## What you need to do
Transcribe exactly, and only, the lines from the one containing "Query: long brown hair" through the last line of the data.

[Saved data entries]
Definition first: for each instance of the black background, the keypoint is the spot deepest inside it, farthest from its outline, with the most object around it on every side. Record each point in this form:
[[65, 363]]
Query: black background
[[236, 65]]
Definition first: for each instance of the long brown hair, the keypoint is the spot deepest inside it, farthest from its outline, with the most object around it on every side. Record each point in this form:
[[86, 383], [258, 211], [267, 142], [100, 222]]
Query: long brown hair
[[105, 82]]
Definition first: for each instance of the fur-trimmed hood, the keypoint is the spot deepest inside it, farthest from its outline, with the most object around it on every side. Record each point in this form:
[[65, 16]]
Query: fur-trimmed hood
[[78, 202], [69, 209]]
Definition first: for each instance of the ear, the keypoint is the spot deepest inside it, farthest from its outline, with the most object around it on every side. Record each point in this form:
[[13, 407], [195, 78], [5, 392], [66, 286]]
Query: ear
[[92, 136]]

## Output of the exercise
Query: long brown hair
[[105, 82]]
Definition first: for each instance of the fur-trimmed hood, the keypoint is the spot deepest inside it, farthest from its outline, with the most object around it on every side. Record each point in this form:
[[65, 16]]
Query: fur-trimmed hood
[[78, 202], [69, 209]]
Definition first: for each instance of the ear, the keypoint is the spot deepest inside it, farthest from its outline, with the most object around it on every side. Record each point in this form:
[[13, 407], [195, 78], [5, 392], [66, 286]]
Query: ear
[[92, 136]]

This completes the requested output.